**PROBLEM TO SOLVE:**
The listing below should be copied in full, word for word.

%%

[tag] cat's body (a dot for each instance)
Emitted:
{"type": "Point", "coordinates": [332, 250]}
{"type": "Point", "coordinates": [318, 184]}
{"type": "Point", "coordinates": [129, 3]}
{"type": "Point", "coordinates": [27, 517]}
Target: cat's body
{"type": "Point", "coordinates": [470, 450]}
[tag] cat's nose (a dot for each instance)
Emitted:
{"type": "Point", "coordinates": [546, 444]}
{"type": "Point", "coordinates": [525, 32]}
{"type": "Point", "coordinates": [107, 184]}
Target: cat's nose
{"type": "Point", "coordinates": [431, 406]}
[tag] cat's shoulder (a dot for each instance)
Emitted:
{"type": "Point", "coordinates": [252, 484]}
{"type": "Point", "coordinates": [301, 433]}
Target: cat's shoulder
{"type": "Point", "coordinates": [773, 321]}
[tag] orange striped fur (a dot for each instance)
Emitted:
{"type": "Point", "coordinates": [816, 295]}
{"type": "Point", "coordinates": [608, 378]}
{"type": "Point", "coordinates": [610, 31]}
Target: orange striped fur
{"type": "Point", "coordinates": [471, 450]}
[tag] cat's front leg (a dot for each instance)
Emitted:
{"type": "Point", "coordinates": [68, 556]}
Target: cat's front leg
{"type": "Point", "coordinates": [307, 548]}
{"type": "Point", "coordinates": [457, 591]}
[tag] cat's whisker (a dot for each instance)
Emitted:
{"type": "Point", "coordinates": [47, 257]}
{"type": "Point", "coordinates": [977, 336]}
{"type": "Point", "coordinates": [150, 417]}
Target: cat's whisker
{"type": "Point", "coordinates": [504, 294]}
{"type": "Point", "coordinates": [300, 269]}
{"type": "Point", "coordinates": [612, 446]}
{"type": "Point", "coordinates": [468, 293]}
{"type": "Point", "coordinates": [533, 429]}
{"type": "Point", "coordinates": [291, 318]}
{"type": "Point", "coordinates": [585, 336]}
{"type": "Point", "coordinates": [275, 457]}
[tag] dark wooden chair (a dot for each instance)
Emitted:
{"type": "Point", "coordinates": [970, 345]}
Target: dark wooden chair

%%

**ANSWER TO THIS EXERCISE:**
[tag] cat's body (a dot for each instance)
Emitted:
{"type": "Point", "coordinates": [332, 250]}
{"type": "Point", "coordinates": [318, 184]}
{"type": "Point", "coordinates": [129, 3]}
{"type": "Point", "coordinates": [27, 517]}
Target: cat's body
{"type": "Point", "coordinates": [470, 450]}
[tag] cat's nose (a dot for each instance)
Emitted:
{"type": "Point", "coordinates": [546, 444]}
{"type": "Point", "coordinates": [525, 32]}
{"type": "Point", "coordinates": [107, 184]}
Target: cat's nose
{"type": "Point", "coordinates": [431, 406]}
[tag] cat's shoulder (a dot for each instance)
Emitted:
{"type": "Point", "coordinates": [252, 484]}
{"type": "Point", "coordinates": [301, 433]}
Target: cat's shoulder
{"type": "Point", "coordinates": [773, 321]}
[tag] orange striped fur (a dot for each instance)
Emitted:
{"type": "Point", "coordinates": [816, 295]}
{"type": "Point", "coordinates": [608, 378]}
{"type": "Point", "coordinates": [610, 31]}
Target: orange striped fur
{"type": "Point", "coordinates": [471, 450]}
[tag] cat's front leg (a dot for each instance)
Emitted:
{"type": "Point", "coordinates": [68, 556]}
Target: cat's front leg
{"type": "Point", "coordinates": [307, 548]}
{"type": "Point", "coordinates": [457, 591]}
[tag] cat's whisker (a dot for each instance)
Emitted:
{"type": "Point", "coordinates": [47, 257]}
{"type": "Point", "coordinates": [977, 336]}
{"type": "Point", "coordinates": [150, 417]}
Target: cat's whisker
{"type": "Point", "coordinates": [504, 294]}
{"type": "Point", "coordinates": [300, 269]}
{"type": "Point", "coordinates": [612, 446]}
{"type": "Point", "coordinates": [468, 293]}
{"type": "Point", "coordinates": [533, 429]}
{"type": "Point", "coordinates": [291, 318]}
{"type": "Point", "coordinates": [585, 336]}
{"type": "Point", "coordinates": [275, 457]}
[tag] dark wooden chair (a dot for each instance)
Emitted:
{"type": "Point", "coordinates": [970, 345]}
Target: dark wooden chair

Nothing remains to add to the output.